"""

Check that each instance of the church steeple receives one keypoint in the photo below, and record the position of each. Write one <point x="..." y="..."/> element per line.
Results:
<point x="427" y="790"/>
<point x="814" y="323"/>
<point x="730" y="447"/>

"""

Aim:
Please copy every one of the lines above word for word, changing nothing.

Solution for this task:
Check that each instance of the church steeple receives one keypoint in the photo below, and record the position of each. Write one <point x="..." y="..."/> element per line.
Results:
<point x="427" y="790"/>
<point x="814" y="323"/>
<point x="730" y="447"/>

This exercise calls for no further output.